Natural language region descriptions
──────────────────────────────

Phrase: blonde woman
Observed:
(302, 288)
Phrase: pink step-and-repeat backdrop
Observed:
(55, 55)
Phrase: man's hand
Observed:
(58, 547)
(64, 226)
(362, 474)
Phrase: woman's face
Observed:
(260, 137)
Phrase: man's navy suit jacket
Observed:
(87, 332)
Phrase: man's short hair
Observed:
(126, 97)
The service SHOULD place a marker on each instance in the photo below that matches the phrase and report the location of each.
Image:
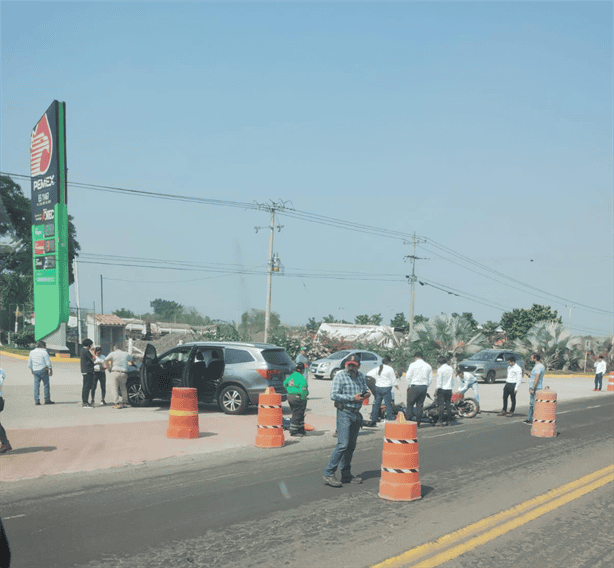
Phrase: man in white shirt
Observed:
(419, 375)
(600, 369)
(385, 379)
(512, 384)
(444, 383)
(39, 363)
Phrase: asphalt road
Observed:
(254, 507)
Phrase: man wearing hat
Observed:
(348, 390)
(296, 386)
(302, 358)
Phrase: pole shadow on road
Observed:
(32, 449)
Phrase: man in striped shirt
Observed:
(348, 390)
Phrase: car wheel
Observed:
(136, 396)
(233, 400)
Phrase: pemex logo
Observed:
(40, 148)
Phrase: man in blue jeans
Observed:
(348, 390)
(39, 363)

──────────────────────────────

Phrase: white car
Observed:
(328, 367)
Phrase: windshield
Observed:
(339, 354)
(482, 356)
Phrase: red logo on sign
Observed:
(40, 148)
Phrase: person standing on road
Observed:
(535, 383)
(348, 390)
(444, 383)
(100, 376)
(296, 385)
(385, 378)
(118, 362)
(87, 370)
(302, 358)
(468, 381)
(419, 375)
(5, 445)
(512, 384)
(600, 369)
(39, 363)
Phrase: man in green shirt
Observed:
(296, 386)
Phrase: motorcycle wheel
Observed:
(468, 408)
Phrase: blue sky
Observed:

──────────────────────────────

Although the records hold pictures, the copy must not; give again exactly the lines from the one with "Phrase: man's short hair" through the one with "Phrase: man in white shirt".

▸ **Finished task**
Phrase: man's short hair
Observed:
(126, 97)
The service SHOULD place a marker on each instance in the photo below that matches the phrase and report the location of each.
Image:
Phrase: man in white shirt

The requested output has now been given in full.